● DOCUMENT PASSAGE:
Fetch, Nepomuk, fetch!

Search - a very important topic when it comes to data in general. The same is true for metadata and all that is Nepomuk. I blogged about the virtual folders idea for KMail which will be realized through Nepomuk. But before that there is the "simple" desktop search. We know it from systems like Beagle or Strigi. With Nepomuk, however, a lot more is possible. We are just getting started.

Let me give a quick glace of what I am doing regarding search. Now that Strigi analyzes files and Nepomuk extensions to Dolphin allow to tag and comment files we surely want to reuse that information. On the list of simple ways to exploit the data in the Nepomuk store, search is No. 2 (No. 1 being a simple display of it). We want the desktop search to handle manual metadata like tags and automatically gathered metadata alike.

● TASKS FOR THIS EXERCISE:
• A. Answer these from the Nepomuk post, one answer per line and marked the same way:
(i) Which two systems are named as examples of "simple" desktop search?
(ii) What do the Nepomuk extensions to Dolphin allow?
(iii) Where does search rank on the list of simple ways to exploit the data in the Nepomuk store?
• B. Quote everything in the Nepomuk post from "Let me give" down to "gathered metadata alike.".
• C. Summarize the Nepomuk post in two sentences.

● DATA SHOWN:

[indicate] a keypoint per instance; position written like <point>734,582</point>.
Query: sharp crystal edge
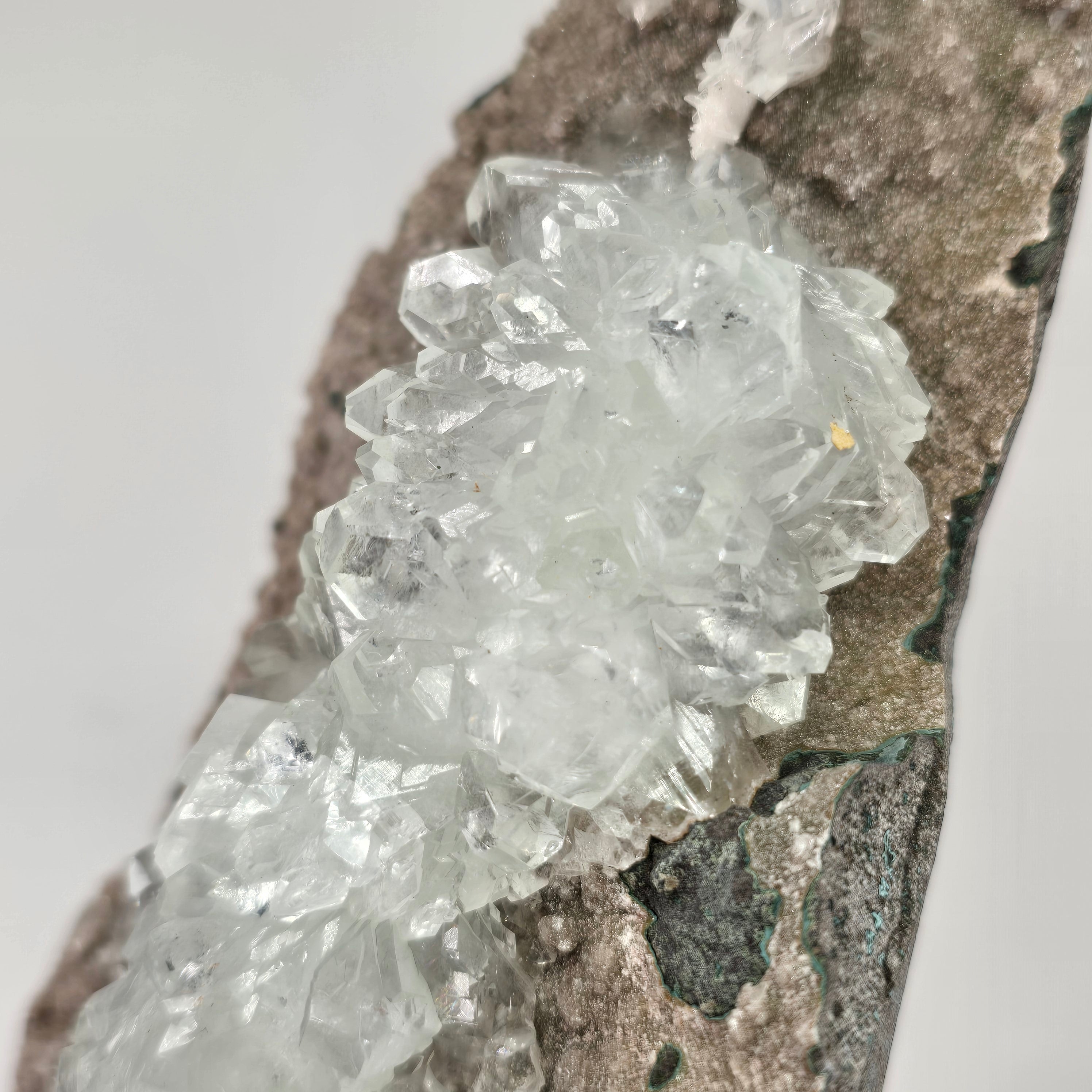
<point>584,566</point>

● ANSWERS BELOW:
• A.
(i) Beagle and Strigi
(ii) Tagging and commenting files
(iii) No. 2, after a simple display of the data

• B.
Let me give a quick glace of what I am doing regarding search. Now that Strigi analyzes files and Nepomuk extensions to Dolphin allow to tag and comment files we surely want to reuse that information. On the list of simple ways to exploit the data in the Nepomuk store, search is No. 2 (No. 1 being a simple display of it). We want the desktop search to handle manual metadata like tags and automatically gathered metadata alike.

• C. Search matters for data and metadata, and Nepomuk goes well beyond "simple" desktop search of the kind found in Beagle or Strigi. Because Strigi analyzes files and Nepomuk extensions to Dolphin allow tagging and commenting files, the goal is a desktop search that handles manual metadata like tags and automatically gathered metadata alike.